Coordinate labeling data
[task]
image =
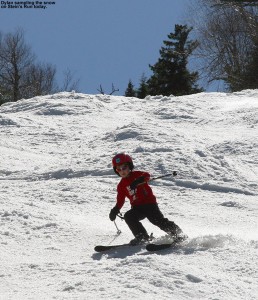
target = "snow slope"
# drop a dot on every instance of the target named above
(57, 187)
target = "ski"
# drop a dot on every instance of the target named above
(158, 247)
(102, 248)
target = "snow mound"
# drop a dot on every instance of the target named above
(57, 187)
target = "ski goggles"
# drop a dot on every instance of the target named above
(122, 168)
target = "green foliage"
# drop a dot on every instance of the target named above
(170, 73)
(130, 91)
(142, 92)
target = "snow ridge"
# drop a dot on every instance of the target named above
(57, 187)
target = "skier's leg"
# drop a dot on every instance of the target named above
(132, 219)
(156, 217)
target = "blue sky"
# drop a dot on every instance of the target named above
(101, 41)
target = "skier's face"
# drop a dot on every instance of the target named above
(123, 170)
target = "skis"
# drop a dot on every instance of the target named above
(158, 247)
(102, 248)
(149, 247)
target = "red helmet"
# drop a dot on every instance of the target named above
(122, 158)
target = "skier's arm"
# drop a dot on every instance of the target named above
(145, 177)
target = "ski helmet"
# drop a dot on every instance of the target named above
(120, 159)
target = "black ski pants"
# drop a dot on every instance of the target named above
(153, 214)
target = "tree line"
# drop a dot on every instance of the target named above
(22, 76)
(225, 49)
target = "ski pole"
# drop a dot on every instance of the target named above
(118, 230)
(174, 173)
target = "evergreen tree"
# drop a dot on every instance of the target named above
(142, 92)
(170, 73)
(130, 91)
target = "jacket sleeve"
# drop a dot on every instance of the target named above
(146, 176)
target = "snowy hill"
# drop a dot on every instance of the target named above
(57, 187)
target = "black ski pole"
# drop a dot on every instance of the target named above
(118, 230)
(174, 173)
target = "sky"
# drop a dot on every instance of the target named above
(101, 42)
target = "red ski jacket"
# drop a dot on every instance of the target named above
(141, 195)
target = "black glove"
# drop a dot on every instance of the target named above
(137, 181)
(113, 213)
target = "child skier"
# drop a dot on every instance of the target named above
(134, 185)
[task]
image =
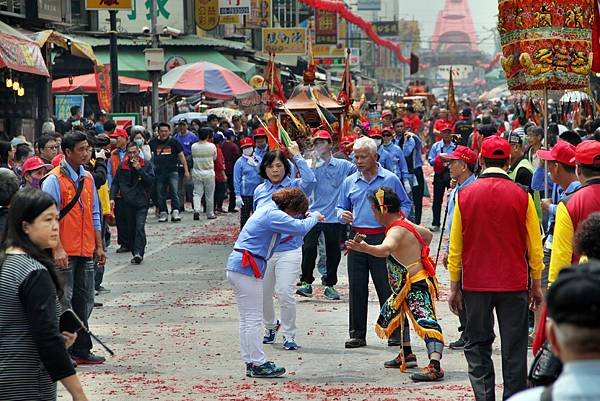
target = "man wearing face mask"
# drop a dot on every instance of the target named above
(398, 156)
(261, 146)
(34, 169)
(384, 158)
(246, 179)
(330, 173)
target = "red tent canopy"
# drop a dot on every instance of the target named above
(87, 83)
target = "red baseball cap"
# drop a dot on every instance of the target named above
(447, 127)
(34, 163)
(562, 152)
(245, 142)
(259, 132)
(119, 132)
(495, 147)
(462, 153)
(587, 153)
(322, 134)
(375, 133)
(57, 159)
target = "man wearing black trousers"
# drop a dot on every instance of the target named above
(441, 178)
(330, 173)
(354, 208)
(491, 274)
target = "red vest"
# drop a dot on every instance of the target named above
(493, 212)
(77, 233)
(581, 203)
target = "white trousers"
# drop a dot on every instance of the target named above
(248, 294)
(281, 276)
(204, 186)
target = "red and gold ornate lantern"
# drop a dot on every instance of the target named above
(546, 44)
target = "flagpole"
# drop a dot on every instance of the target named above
(546, 141)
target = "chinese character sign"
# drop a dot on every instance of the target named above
(386, 28)
(234, 7)
(260, 14)
(103, 86)
(325, 27)
(169, 13)
(207, 14)
(284, 40)
(108, 4)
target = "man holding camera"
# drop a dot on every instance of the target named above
(132, 184)
(114, 162)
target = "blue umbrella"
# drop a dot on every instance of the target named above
(189, 117)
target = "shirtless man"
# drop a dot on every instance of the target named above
(411, 274)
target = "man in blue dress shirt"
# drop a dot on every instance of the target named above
(441, 178)
(354, 208)
(330, 173)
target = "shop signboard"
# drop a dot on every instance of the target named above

▶ [Instructions to follow]: Give an exact copy of the material, leaving out every picture.

▶ [Complete answer]:
[task]
image =
target = "snow slope"
# drop a dot on every instance of the target named above
(57, 187)
target = "ski"
# drop a dot on every instance of the target named above
(158, 247)
(102, 248)
target = "snow mound"
# drop a dot on every instance of the target named above
(57, 187)
target = "ski goggles"
# drop a dot on every instance of the target named above
(122, 168)
target = "green foliage"
# drop a dot on every instance of the target named above
(170, 73)
(130, 91)
(142, 92)
target = "snow ridge"
# drop a dot on every instance of the target named above
(57, 187)
target = "skier's leg"
# drop a dot on every instance of the target named above
(132, 219)
(156, 217)
target = "blue sky"
# drop a dot on every instance of the target named above
(101, 41)
target = "skier's face"
# drop a dot on every instance of the target named above
(123, 170)
target = "skis"
# drop a dot on every instance of the target named above
(158, 247)
(102, 248)
(149, 247)
target = "red helmet"
# drop a dot on every instance of the target named above
(122, 158)
target = "skier's arm"
# drop a dot on every instance of the target named above
(145, 177)
target = "ski helmet"
# drop a dot on every instance of the target named above
(120, 159)
target = "black ski pants"
# drop a dot on every instance of the target named above
(153, 214)
target = "tree line"
# drop a dot on every instance of the target named above
(22, 76)
(225, 49)
target = "ski pole"
# drop a dot on every instance of the target named above
(118, 230)
(174, 173)
target = "evergreen tree"
# drop a dot on every instance of the target named above
(142, 92)
(170, 73)
(130, 91)
target = "jacket sleeve"
# drop a dot on every instance of the target named above
(146, 176)
target = "snowy hill"
# drop a dot on every instance of the target named above
(57, 187)
target = "black ski pole"
# drop a dot on every instance of the target named above
(118, 230)
(174, 173)
target = "sky"
# drop a dot on every instance of the target named above
(101, 42)
target = "red ski jacket"
# drop a dot on every instance of the target named above
(141, 195)
target = "black glove"
# drop a dot on every instance of the target named above
(137, 181)
(113, 213)
target = "child skier"
# drop a dot on every instance of the target named above
(134, 185)
[task]
image =
target = "man wearing face mask"
# drop a dot on every instance of the target named above
(398, 156)
(261, 146)
(34, 169)
(384, 158)
(246, 179)
(330, 173)
target = "red tent canopy"
# drop a dot on every instance of the target named above
(87, 83)
target = "red baseball cap"
# drop a dot on every instance of the target named above
(447, 127)
(34, 163)
(562, 152)
(245, 142)
(259, 132)
(119, 132)
(495, 147)
(462, 153)
(587, 153)
(322, 134)
(375, 133)
(57, 159)
target = "man wearing black trousers"
# drop a dot on every instance of the target named above
(441, 178)
(330, 173)
(354, 208)
(491, 274)
target = "red vest"
# drop a dot on every instance of the target named above
(493, 212)
(77, 233)
(581, 203)
target = "white trousers"
# drop a dot on every instance of the target named above
(248, 294)
(281, 276)
(204, 186)
target = "red and gold ornate lantern"
# drop a dot on every instance of the target named above
(546, 44)
target = "flagpole"
# drop a dot on every instance of the target named above
(546, 141)
target = "chinese character sign"
# drop a dot on every instance of the target named above
(386, 28)
(234, 7)
(260, 14)
(103, 86)
(325, 27)
(169, 13)
(207, 14)
(284, 40)
(108, 4)
target = "man holding camera"
# drop a dot on every instance of the target named above
(132, 184)
(114, 162)
target = "blue umbrella"
# drop a dot on every instance of the target named above
(189, 117)
target = "shirtless man"
# drop a dot on every instance of the target named above
(411, 274)
target = "man in blue dress shirt"
# drop a dot on every instance of the target named above
(441, 178)
(354, 208)
(330, 173)
target = "shop signboard"
# drop a dot on every instance of the target named above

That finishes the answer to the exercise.